__What to do__: Return exactly the lines of the data below, from the one that contains "Query: ice surface" through the final line, and leave out every picture.

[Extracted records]
=====

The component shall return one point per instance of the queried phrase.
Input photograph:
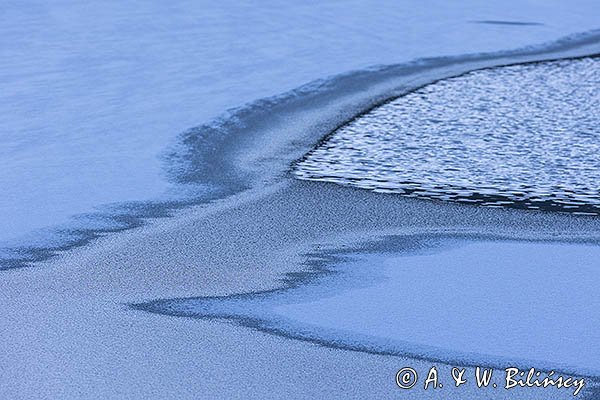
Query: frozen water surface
(525, 136)
(94, 93)
(511, 301)
(459, 300)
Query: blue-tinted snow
(94, 92)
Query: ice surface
(93, 93)
(524, 136)
(512, 301)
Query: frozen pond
(524, 136)
(486, 301)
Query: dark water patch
(524, 136)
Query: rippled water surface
(525, 136)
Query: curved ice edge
(254, 310)
(208, 156)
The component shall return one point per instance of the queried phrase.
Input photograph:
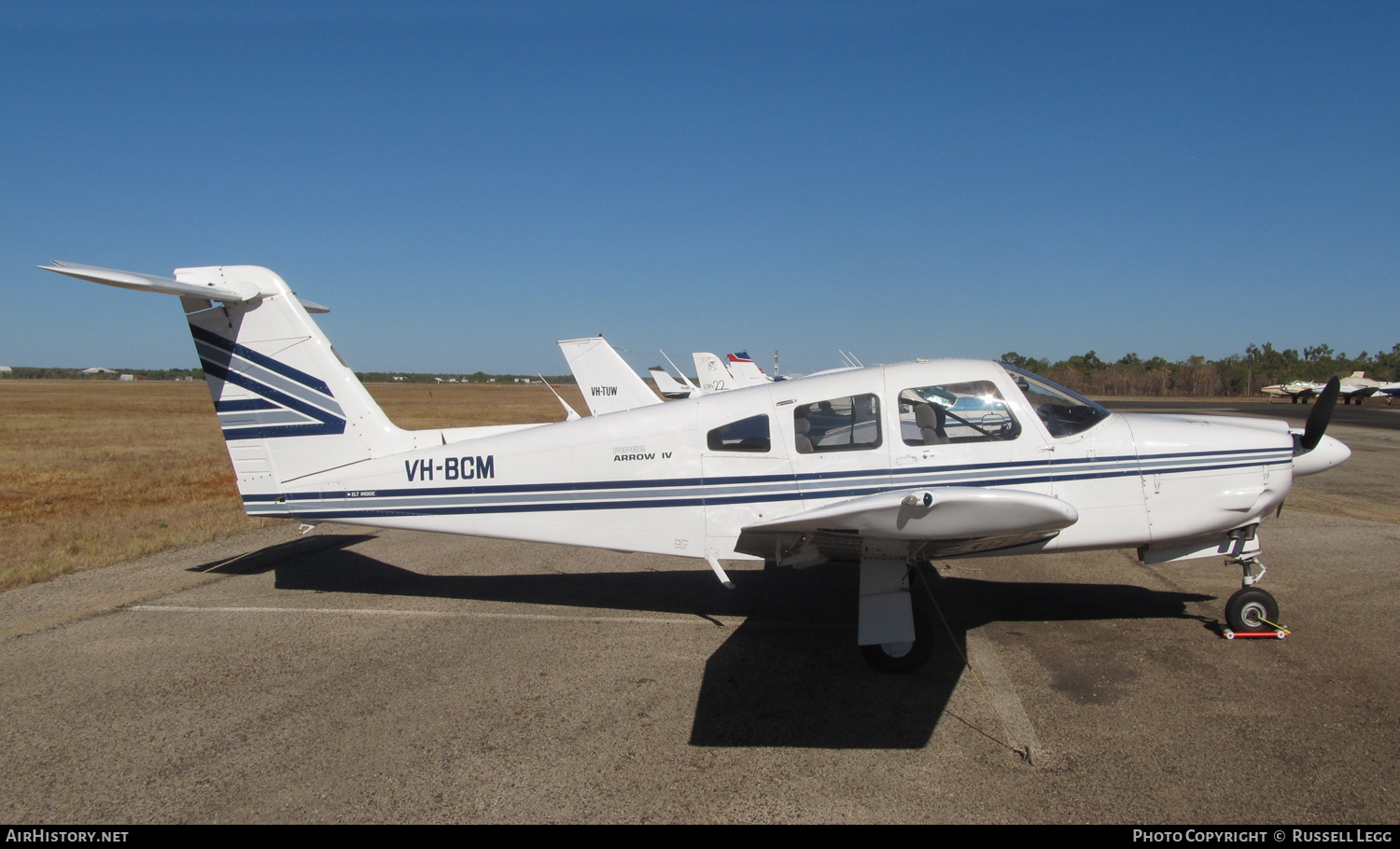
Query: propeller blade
(1321, 416)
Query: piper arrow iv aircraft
(881, 466)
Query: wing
(946, 521)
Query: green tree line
(1235, 375)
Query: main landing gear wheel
(1251, 610)
(903, 656)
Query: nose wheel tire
(903, 656)
(1251, 610)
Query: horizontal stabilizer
(229, 291)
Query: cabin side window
(747, 434)
(955, 413)
(837, 424)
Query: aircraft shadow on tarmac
(790, 675)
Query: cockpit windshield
(1063, 411)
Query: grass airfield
(103, 471)
(380, 675)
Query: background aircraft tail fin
(607, 381)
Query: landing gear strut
(1252, 610)
(893, 635)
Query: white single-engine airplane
(881, 466)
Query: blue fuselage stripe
(602, 495)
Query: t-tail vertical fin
(287, 405)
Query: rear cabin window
(747, 434)
(839, 424)
(955, 413)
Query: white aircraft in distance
(607, 381)
(1355, 386)
(1298, 391)
(735, 371)
(882, 466)
(1358, 386)
(671, 388)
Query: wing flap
(935, 513)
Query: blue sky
(465, 184)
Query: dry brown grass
(95, 473)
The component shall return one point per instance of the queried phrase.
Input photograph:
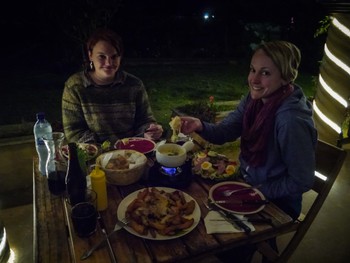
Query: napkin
(216, 224)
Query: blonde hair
(285, 55)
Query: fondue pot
(173, 155)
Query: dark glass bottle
(75, 177)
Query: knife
(230, 217)
(104, 231)
(241, 202)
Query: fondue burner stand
(177, 177)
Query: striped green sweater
(92, 113)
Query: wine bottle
(75, 177)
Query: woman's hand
(190, 124)
(154, 132)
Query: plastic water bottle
(42, 128)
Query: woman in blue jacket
(274, 123)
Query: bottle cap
(40, 115)
(97, 173)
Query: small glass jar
(56, 165)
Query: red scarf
(258, 123)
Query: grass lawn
(168, 86)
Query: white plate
(139, 144)
(196, 215)
(215, 194)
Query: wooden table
(55, 241)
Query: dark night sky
(39, 29)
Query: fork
(230, 192)
(119, 225)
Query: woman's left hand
(154, 132)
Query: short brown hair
(285, 55)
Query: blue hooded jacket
(290, 165)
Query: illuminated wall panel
(333, 88)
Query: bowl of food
(122, 167)
(90, 150)
(172, 154)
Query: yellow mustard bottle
(98, 184)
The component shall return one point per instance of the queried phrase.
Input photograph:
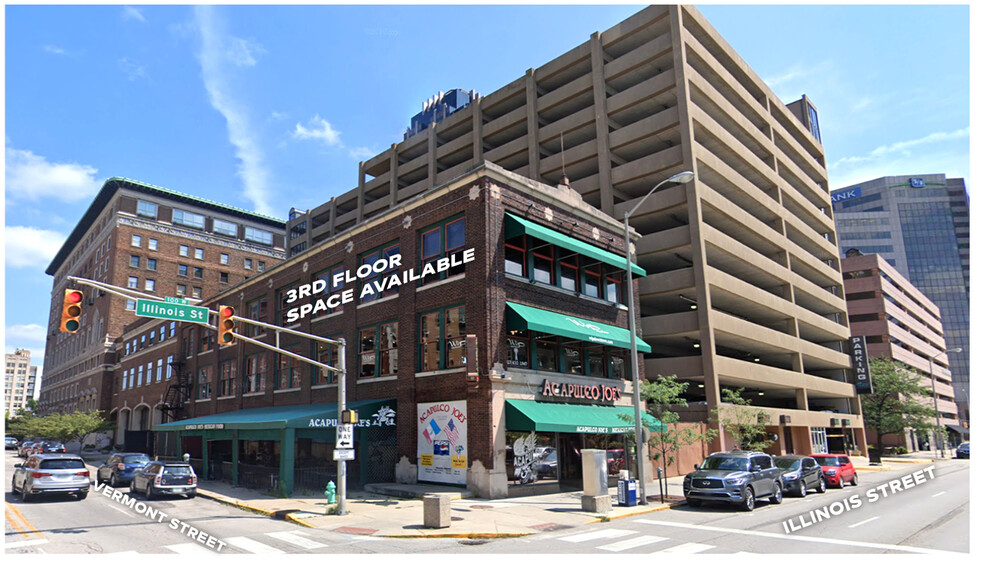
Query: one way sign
(343, 437)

=====

__Exercise result__:
Query: ice surface
(93, 93)
(524, 136)
(512, 301)
Query: frozen pond
(524, 136)
(486, 301)
Query: dark water patch
(524, 136)
Query: rippled water surface
(525, 136)
Query: curved ice edge
(254, 310)
(208, 156)
The component shall return one point per instance of the queried phrase.
Input photograph:
Query: propeller blade
(1321, 416)
Query: piper arrow iv aircraft
(881, 466)
Query: wing
(946, 521)
Query: green tree line
(1235, 375)
Query: main landing gear wheel
(1251, 610)
(903, 656)
Query: nose wheel tire
(903, 656)
(1251, 610)
Query: horizontal stabilizer
(229, 291)
Query: cabin side window
(747, 434)
(955, 413)
(837, 424)
Query: aircraft shadow on tarmac
(790, 675)
Query: cockpit windshield
(1063, 411)
Query: grass airfield
(103, 471)
(380, 675)
Query: background aircraft tail fin
(607, 381)
Query: landing gear strut
(1252, 610)
(893, 635)
Query: white single-engine airplane
(881, 466)
Query: blue fuselage stripe
(602, 495)
Query: t-tail vertical fin
(287, 405)
Query: rear cabin window
(747, 434)
(839, 424)
(955, 413)
Query: white aircraft in distance
(607, 381)
(1355, 386)
(1298, 391)
(735, 371)
(882, 466)
(1358, 386)
(671, 388)
Query: wing flap
(935, 513)
Query: blue sky
(465, 184)
Query: dry brown grass
(95, 473)
The component shall return one point per instance of the queried phrase.
Input photograph:
Query: napkin
(216, 224)
Query: blonde hair
(285, 55)
Query: fondue pot
(173, 155)
Query: dark glass bottle
(75, 177)
Query: knife
(230, 217)
(104, 231)
(241, 202)
Query: fondue burner stand
(177, 177)
Query: striped green sweater
(92, 113)
Query: wine bottle
(75, 177)
Query: woman's hand
(190, 124)
(154, 132)
Query: plastic water bottle
(42, 128)
Query: woman in blue jacket
(274, 123)
Query: bottle cap
(40, 115)
(97, 173)
Query: small glass jar
(56, 165)
Query: red scarf
(258, 123)
Query: grass lawn
(168, 86)
Query: white plate
(139, 144)
(196, 215)
(215, 194)
Query: wooden table
(55, 241)
Query: dark night sky
(39, 29)
Query: fork
(230, 192)
(119, 225)
Query: woman's left hand
(154, 132)
Query: short brown hair
(285, 55)
Query: blue hooded jacket
(290, 165)
Query: illuminated wall panel
(333, 88)
Query: bowl of food
(122, 167)
(90, 150)
(172, 154)
Query: yellow mustard bottle
(98, 184)
The component shall return one point per instance of the queried phrase.
Input photograph:
Query: one way sign
(343, 437)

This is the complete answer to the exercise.